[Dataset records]

◇ ◇ ◇ ◇ ◇ ◇ ◇

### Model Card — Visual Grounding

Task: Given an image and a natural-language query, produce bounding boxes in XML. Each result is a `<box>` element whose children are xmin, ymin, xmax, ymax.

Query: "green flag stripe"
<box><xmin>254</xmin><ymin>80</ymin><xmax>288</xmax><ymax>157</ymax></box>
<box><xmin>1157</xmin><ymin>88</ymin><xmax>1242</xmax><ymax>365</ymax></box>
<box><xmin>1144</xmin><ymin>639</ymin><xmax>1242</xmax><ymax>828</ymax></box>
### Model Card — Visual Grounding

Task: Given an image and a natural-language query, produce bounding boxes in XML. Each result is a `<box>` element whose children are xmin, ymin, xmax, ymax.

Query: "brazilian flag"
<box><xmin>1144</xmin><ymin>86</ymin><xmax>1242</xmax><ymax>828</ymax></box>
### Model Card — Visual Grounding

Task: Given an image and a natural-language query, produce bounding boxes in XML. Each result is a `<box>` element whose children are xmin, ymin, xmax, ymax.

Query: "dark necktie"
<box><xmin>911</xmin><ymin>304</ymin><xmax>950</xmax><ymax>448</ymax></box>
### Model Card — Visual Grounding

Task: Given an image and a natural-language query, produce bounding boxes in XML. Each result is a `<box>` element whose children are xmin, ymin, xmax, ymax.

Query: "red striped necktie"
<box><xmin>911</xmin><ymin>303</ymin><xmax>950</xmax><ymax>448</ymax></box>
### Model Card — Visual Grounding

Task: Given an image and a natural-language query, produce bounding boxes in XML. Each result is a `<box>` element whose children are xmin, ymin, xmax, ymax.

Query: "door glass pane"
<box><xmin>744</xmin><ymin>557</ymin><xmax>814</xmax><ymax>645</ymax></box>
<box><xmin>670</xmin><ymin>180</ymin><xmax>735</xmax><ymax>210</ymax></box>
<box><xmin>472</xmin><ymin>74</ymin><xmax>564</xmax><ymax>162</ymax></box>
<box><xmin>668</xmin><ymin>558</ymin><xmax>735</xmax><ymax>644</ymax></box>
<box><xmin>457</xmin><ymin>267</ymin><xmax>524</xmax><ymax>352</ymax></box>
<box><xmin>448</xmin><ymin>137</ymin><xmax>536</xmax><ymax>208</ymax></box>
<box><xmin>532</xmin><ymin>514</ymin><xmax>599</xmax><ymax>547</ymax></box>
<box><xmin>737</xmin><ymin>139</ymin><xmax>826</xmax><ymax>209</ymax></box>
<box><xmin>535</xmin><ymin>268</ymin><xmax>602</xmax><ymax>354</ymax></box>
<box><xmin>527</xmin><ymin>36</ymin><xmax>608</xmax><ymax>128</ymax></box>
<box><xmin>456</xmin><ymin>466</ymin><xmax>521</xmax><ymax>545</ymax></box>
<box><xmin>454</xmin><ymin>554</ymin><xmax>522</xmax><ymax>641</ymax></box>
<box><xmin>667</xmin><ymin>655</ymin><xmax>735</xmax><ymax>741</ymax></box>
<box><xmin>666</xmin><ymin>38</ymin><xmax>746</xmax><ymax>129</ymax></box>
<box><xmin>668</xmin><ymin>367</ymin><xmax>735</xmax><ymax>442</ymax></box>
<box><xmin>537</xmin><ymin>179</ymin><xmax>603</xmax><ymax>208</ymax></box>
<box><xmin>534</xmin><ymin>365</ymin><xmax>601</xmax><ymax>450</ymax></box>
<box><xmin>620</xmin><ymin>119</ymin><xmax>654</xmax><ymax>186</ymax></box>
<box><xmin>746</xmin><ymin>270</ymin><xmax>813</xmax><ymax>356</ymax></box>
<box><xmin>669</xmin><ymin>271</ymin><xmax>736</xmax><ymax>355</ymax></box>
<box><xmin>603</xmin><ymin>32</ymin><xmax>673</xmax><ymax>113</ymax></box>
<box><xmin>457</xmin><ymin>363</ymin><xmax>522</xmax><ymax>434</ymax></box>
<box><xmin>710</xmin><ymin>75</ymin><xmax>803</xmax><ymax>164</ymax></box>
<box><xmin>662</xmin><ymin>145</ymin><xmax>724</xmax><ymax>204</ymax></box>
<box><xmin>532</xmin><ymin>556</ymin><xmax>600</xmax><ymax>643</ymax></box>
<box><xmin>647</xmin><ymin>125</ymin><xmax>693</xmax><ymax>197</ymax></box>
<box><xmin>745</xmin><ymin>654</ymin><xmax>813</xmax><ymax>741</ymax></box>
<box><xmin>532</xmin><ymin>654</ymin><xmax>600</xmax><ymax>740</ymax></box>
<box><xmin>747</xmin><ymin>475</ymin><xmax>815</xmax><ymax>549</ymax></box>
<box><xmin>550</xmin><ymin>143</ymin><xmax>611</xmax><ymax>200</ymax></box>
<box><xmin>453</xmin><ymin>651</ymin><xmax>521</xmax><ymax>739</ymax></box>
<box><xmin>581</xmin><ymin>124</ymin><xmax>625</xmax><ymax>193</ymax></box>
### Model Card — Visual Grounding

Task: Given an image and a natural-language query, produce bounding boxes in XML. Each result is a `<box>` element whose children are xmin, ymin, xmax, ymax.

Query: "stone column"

◇ ◇ ◇ ◇ ◇ ◇ ◇

#### [ACTIVITY]
Transcribe every entry exactly as it reads.

#### [SOLUTION TO THE EXERCISE]
### Model Card — Visual Grounding

Task: Given an image and a natural-language query, produce bounding boxes in XML. Each result is a `<box>` element whose children are xmin, ymin, xmax, ymax.

Query: "green flag stripe"
<box><xmin>254</xmin><ymin>80</ymin><xmax>288</xmax><ymax>157</ymax></box>
<box><xmin>1157</xmin><ymin>88</ymin><xmax>1242</xmax><ymax>365</ymax></box>
<box><xmin>1144</xmin><ymin>639</ymin><xmax>1242</xmax><ymax>828</ymax></box>
### Model Card — Visual Grounding

Task: Given an image and a natural-language query, produce bounding boxes in XML. Each result is a `<box>` element whose children are xmin, ymin, xmax, ymax.

Query: "brazilian flag"
<box><xmin>1144</xmin><ymin>86</ymin><xmax>1242</xmax><ymax>828</ymax></box>
### Model Card — Visual Grounding

Task: Given an image and a natural-language query, produce bounding boxes in XML. Each result is a `<box>` element whose children are xmin, ymin, xmax, ymax.

Query: "dark necktie"
<box><xmin>911</xmin><ymin>304</ymin><xmax>950</xmax><ymax>448</ymax></box>
### Model Card — Visual Grounding

Task: Given an image and a natural-language query, produce bounding boxes in XML. Each result is a `<box>` element whose children are xmin, ymin, xmax, ymax.

Query: "red striped necktie"
<box><xmin>911</xmin><ymin>303</ymin><xmax>950</xmax><ymax>448</ymax></box>
### Model Card — Visual Grounding

Task: Given an image and a natural-language query, produce bounding boxes in XML. Each result is a `<box>` element whose children are xmin, ymin, xmax, ymax.

Query: "door glass pane"
<box><xmin>744</xmin><ymin>557</ymin><xmax>814</xmax><ymax>645</ymax></box>
<box><xmin>670</xmin><ymin>180</ymin><xmax>735</xmax><ymax>210</ymax></box>
<box><xmin>472</xmin><ymin>74</ymin><xmax>564</xmax><ymax>162</ymax></box>
<box><xmin>668</xmin><ymin>558</ymin><xmax>735</xmax><ymax>644</ymax></box>
<box><xmin>457</xmin><ymin>267</ymin><xmax>524</xmax><ymax>352</ymax></box>
<box><xmin>448</xmin><ymin>137</ymin><xmax>536</xmax><ymax>208</ymax></box>
<box><xmin>532</xmin><ymin>514</ymin><xmax>599</xmax><ymax>547</ymax></box>
<box><xmin>737</xmin><ymin>139</ymin><xmax>826</xmax><ymax>209</ymax></box>
<box><xmin>535</xmin><ymin>268</ymin><xmax>602</xmax><ymax>354</ymax></box>
<box><xmin>527</xmin><ymin>36</ymin><xmax>608</xmax><ymax>128</ymax></box>
<box><xmin>456</xmin><ymin>466</ymin><xmax>521</xmax><ymax>545</ymax></box>
<box><xmin>454</xmin><ymin>554</ymin><xmax>522</xmax><ymax>641</ymax></box>
<box><xmin>667</xmin><ymin>655</ymin><xmax>735</xmax><ymax>741</ymax></box>
<box><xmin>666</xmin><ymin>38</ymin><xmax>746</xmax><ymax>129</ymax></box>
<box><xmin>668</xmin><ymin>367</ymin><xmax>735</xmax><ymax>442</ymax></box>
<box><xmin>537</xmin><ymin>179</ymin><xmax>603</xmax><ymax>208</ymax></box>
<box><xmin>534</xmin><ymin>365</ymin><xmax>601</xmax><ymax>450</ymax></box>
<box><xmin>620</xmin><ymin>119</ymin><xmax>654</xmax><ymax>186</ymax></box>
<box><xmin>746</xmin><ymin>270</ymin><xmax>813</xmax><ymax>356</ymax></box>
<box><xmin>669</xmin><ymin>271</ymin><xmax>736</xmax><ymax>355</ymax></box>
<box><xmin>603</xmin><ymin>32</ymin><xmax>673</xmax><ymax>113</ymax></box>
<box><xmin>457</xmin><ymin>363</ymin><xmax>522</xmax><ymax>434</ymax></box>
<box><xmin>710</xmin><ymin>75</ymin><xmax>803</xmax><ymax>164</ymax></box>
<box><xmin>662</xmin><ymin>145</ymin><xmax>724</xmax><ymax>204</ymax></box>
<box><xmin>532</xmin><ymin>556</ymin><xmax>600</xmax><ymax>643</ymax></box>
<box><xmin>647</xmin><ymin>125</ymin><xmax>693</xmax><ymax>197</ymax></box>
<box><xmin>745</xmin><ymin>654</ymin><xmax>813</xmax><ymax>741</ymax></box>
<box><xmin>532</xmin><ymin>654</ymin><xmax>600</xmax><ymax>740</ymax></box>
<box><xmin>747</xmin><ymin>475</ymin><xmax>815</xmax><ymax>549</ymax></box>
<box><xmin>550</xmin><ymin>143</ymin><xmax>611</xmax><ymax>200</ymax></box>
<box><xmin>453</xmin><ymin>651</ymin><xmax>521</xmax><ymax>739</ymax></box>
<box><xmin>581</xmin><ymin>124</ymin><xmax>625</xmax><ymax>193</ymax></box>
### Model Card — Visual Grounding

Task: Given an image and a natural-language query, produce bounding boxes in XML. Each result is a `<box>` element whose children are xmin, ymin, xmax, ymax.

Query: "stone column"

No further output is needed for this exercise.